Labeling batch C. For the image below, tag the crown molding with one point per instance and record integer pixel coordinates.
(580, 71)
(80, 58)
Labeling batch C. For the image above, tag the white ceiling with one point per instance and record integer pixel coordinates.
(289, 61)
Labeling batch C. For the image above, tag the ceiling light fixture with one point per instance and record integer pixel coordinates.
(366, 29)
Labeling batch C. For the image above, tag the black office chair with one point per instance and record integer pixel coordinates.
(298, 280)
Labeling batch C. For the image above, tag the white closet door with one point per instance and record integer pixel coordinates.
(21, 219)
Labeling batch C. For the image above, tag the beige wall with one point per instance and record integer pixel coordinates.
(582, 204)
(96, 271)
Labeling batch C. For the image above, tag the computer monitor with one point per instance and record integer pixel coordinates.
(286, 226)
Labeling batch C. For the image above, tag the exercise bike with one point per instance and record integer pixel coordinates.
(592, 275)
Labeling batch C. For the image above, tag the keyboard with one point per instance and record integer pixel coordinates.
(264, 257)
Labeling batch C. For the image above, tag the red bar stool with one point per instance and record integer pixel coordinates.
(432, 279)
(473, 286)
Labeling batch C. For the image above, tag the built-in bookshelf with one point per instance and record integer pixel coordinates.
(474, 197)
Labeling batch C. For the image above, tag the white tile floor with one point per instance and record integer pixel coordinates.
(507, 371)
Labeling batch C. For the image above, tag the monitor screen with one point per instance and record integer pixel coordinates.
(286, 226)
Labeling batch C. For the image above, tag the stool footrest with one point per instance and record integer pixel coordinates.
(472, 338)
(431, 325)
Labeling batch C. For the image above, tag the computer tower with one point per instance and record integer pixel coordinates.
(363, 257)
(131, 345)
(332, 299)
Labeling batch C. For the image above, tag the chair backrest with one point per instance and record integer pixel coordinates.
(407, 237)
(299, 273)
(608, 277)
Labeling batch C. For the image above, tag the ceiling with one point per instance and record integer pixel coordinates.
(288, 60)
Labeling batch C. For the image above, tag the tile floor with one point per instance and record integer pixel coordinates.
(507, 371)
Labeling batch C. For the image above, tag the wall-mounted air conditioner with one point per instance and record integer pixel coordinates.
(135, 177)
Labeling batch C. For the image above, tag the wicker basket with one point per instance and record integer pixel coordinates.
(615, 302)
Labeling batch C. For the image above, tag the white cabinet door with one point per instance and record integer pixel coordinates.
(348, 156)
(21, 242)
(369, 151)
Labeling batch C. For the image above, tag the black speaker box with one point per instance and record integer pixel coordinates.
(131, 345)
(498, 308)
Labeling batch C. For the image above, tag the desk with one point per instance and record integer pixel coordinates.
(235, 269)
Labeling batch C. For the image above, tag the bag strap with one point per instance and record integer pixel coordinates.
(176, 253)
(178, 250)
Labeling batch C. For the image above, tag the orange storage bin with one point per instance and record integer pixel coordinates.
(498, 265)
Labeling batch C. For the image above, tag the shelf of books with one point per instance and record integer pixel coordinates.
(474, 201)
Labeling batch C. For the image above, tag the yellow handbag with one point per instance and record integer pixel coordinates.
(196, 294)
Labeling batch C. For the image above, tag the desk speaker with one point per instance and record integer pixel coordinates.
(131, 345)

AUFGABE: Gib alles von der Zeile mit „Labeling batch C. For the image above, tag the yellow“ bis einschließlich zum Ende der Einträge als CSV mit den beiden Spalten „text“ und „antwort“ wieder, eine Zeile pro Eintrag mit seinem Text und seiner Antwort. Setze jedes Feld in Anführungszeichen und ersetze Zeilenumbrüche darin durch Leerzeichen.

ANTWORT:
text,antwort
"Labeling batch C. For the image above, tag the yellow handbag with one point per instance and record integer pixel coordinates.","(196, 294)"
"Labeling batch C. For the image above, tag the desk speaker with one point per instance and record integer pixel coordinates.","(131, 345)"